--- BEGIN Provided records ---

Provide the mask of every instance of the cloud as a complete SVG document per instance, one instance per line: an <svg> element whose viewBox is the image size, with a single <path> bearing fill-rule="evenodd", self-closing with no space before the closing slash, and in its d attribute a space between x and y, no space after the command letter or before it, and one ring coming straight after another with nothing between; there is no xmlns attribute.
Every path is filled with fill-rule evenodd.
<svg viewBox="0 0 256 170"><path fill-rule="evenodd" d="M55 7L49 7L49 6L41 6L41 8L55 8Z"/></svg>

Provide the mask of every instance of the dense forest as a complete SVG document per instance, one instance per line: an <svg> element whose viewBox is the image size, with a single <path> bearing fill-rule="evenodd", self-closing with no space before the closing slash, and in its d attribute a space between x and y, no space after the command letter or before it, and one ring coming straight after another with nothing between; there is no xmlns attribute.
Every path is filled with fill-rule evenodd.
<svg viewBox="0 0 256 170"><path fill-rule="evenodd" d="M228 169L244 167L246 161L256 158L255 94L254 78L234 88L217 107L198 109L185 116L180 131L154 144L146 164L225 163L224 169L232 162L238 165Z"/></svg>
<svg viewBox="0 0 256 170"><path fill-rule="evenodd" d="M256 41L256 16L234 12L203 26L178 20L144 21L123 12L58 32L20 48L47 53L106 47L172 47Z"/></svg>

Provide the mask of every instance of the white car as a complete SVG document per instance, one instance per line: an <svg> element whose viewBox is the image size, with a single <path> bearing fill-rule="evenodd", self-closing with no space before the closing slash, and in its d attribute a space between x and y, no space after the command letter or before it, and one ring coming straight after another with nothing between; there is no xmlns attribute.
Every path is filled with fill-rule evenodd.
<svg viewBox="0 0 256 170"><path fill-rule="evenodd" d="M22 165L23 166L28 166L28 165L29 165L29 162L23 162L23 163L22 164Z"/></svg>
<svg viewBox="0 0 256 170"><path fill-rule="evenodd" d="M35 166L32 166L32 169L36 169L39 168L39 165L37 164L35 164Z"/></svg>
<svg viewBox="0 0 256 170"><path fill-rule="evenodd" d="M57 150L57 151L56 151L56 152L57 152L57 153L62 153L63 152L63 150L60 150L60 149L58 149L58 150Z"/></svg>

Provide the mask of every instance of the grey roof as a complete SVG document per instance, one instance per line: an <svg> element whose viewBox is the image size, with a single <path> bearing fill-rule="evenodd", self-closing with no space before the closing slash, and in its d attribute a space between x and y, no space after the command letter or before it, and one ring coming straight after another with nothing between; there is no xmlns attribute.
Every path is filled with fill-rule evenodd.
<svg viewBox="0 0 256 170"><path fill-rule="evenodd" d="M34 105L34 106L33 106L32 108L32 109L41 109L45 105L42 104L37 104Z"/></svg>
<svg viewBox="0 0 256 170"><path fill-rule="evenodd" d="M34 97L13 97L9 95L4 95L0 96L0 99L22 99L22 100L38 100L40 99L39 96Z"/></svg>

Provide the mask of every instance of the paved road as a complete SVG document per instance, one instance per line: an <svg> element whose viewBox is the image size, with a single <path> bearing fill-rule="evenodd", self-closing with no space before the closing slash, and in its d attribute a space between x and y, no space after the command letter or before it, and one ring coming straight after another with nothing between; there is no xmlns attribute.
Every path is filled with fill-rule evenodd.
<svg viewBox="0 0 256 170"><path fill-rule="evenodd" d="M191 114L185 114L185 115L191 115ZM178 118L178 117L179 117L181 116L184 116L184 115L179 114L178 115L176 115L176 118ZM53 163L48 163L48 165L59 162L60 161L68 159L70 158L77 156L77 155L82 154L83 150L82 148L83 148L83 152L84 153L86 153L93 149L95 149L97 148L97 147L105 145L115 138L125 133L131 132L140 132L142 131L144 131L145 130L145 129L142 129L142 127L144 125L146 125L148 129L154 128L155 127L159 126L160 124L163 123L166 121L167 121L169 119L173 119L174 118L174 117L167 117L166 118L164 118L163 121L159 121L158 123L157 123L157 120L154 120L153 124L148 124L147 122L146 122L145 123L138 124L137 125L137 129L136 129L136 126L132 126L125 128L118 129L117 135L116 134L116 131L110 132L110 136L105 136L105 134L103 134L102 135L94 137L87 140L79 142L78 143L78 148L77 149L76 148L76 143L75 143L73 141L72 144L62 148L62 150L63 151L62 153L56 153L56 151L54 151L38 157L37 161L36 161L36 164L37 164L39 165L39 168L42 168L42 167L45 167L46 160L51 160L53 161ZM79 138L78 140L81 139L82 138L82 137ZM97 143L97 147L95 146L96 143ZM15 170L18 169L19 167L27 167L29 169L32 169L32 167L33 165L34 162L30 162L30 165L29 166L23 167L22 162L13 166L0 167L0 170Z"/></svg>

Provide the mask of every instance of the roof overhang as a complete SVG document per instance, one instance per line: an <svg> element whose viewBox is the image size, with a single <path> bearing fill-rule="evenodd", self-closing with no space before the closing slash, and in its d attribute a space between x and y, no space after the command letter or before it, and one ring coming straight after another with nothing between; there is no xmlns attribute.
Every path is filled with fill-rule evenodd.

--- END Provided records ---
--- BEGIN Provided records ---

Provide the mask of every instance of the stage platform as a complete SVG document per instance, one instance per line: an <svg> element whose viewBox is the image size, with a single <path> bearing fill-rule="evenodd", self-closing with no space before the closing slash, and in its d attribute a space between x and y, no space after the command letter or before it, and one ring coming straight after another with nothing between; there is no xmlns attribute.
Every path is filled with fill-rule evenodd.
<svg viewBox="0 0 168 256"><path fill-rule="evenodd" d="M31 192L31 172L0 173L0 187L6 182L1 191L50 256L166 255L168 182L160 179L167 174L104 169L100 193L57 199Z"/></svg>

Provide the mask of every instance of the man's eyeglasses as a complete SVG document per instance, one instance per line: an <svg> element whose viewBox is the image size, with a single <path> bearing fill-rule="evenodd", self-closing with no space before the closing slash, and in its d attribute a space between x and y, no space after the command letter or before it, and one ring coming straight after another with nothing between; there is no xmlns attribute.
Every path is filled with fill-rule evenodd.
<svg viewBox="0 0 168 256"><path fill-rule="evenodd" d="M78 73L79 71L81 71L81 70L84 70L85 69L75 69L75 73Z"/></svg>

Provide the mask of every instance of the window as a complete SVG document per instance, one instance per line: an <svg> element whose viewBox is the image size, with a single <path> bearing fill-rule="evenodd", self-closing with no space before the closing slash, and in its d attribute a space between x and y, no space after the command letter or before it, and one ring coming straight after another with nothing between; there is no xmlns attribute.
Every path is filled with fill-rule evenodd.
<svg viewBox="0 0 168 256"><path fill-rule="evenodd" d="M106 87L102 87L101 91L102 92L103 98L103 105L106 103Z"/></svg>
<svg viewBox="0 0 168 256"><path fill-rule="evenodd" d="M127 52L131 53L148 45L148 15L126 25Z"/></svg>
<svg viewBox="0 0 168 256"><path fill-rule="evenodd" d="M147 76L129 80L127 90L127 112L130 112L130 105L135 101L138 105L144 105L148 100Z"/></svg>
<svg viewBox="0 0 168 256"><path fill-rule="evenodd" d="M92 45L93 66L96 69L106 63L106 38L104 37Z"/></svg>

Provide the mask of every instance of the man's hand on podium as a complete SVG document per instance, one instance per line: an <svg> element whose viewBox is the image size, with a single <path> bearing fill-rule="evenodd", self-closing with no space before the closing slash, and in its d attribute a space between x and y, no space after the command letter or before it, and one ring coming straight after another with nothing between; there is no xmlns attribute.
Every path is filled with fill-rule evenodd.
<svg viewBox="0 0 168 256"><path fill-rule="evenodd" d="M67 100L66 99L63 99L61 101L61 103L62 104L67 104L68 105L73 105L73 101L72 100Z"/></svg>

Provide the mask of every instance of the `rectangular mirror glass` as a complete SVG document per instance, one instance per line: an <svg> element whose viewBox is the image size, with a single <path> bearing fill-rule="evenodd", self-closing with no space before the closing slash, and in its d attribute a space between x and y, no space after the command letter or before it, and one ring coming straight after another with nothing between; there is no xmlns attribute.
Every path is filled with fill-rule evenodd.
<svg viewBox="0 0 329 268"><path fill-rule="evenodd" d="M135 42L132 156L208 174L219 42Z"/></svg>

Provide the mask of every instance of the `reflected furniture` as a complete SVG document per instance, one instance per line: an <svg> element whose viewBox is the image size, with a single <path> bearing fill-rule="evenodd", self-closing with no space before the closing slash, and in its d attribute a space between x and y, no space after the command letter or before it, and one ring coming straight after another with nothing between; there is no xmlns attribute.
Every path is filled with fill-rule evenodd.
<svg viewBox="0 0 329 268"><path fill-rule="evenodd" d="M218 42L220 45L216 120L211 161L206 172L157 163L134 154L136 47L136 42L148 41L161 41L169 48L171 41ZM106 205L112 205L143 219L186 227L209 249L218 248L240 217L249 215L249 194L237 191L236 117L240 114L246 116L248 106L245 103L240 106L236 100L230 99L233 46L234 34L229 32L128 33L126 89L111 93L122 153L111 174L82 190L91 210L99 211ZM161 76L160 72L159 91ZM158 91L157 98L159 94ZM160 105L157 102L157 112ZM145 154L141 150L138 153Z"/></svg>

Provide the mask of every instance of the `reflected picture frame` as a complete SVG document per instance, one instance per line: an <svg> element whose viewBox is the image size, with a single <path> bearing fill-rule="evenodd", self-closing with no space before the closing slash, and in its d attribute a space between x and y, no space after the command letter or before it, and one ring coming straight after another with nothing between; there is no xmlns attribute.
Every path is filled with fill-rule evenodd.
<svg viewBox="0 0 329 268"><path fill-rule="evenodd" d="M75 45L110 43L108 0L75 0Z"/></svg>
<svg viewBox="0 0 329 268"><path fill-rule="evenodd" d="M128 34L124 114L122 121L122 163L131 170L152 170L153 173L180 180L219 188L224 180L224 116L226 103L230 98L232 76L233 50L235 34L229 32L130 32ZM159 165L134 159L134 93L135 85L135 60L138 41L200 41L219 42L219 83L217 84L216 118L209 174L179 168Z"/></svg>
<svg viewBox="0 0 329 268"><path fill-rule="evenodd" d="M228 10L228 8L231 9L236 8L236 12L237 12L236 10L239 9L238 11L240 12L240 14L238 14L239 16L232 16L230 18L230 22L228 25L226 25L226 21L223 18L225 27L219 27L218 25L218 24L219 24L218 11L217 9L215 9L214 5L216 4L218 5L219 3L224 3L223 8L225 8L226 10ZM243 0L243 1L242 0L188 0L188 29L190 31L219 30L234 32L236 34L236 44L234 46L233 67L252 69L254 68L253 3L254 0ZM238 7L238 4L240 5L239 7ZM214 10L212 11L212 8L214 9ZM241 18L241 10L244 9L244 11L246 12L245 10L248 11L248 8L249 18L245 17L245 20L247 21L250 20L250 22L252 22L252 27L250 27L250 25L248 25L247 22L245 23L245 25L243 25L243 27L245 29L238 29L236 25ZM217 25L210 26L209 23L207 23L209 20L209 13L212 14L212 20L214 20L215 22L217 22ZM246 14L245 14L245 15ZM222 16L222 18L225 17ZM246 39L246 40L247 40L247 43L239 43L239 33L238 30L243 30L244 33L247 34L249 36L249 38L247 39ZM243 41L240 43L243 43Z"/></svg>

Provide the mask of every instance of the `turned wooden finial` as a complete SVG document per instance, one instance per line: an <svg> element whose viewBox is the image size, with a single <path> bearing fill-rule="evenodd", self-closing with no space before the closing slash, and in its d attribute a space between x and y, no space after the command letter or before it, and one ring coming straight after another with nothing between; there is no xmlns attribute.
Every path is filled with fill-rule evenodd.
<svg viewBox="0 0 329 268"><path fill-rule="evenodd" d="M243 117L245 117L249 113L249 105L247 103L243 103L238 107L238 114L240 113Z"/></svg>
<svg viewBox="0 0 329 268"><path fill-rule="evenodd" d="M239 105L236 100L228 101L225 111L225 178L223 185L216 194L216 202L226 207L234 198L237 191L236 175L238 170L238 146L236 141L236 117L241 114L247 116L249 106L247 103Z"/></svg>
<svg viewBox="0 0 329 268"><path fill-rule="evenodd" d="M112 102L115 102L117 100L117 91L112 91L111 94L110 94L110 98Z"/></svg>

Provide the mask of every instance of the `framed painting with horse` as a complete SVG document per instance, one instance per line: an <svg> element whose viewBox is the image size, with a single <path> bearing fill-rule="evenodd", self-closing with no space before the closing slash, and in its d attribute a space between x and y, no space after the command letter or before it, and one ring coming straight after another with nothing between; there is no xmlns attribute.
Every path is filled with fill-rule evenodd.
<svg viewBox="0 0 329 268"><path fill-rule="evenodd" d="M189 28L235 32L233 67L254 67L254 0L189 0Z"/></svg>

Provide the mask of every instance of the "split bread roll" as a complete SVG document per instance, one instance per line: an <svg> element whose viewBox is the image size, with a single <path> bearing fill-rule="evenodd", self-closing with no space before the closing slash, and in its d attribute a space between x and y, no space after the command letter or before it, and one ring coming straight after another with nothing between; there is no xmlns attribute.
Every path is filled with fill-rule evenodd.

--- END Provided records ---
--- BEGIN Provided records ---

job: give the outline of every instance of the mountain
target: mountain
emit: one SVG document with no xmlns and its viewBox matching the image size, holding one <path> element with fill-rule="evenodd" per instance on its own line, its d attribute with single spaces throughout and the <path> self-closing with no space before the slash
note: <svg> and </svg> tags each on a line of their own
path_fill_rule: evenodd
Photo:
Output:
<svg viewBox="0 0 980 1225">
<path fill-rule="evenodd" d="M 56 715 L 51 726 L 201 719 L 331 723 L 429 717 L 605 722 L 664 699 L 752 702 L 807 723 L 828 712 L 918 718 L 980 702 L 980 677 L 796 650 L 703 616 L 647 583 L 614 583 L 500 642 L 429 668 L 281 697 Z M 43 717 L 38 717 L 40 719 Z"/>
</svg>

--- END Provided records ---

* **Set exercise**: Format the records from the line with "job: give the" up to and including the line with "note: <svg> and" as a numbered list, omitting blank lines.

* **Response to this exercise**:
1. job: give the outline of every instance of the mountain
2. target: mountain
3. emit: one SVG document with no xmlns and its viewBox matching the image size, holding one <path> element with fill-rule="evenodd" per instance on its own line, its d attribute with single spaces throughout and the <path> self-closing with no space before the slash
4. note: <svg> and </svg> tags each on a line of their own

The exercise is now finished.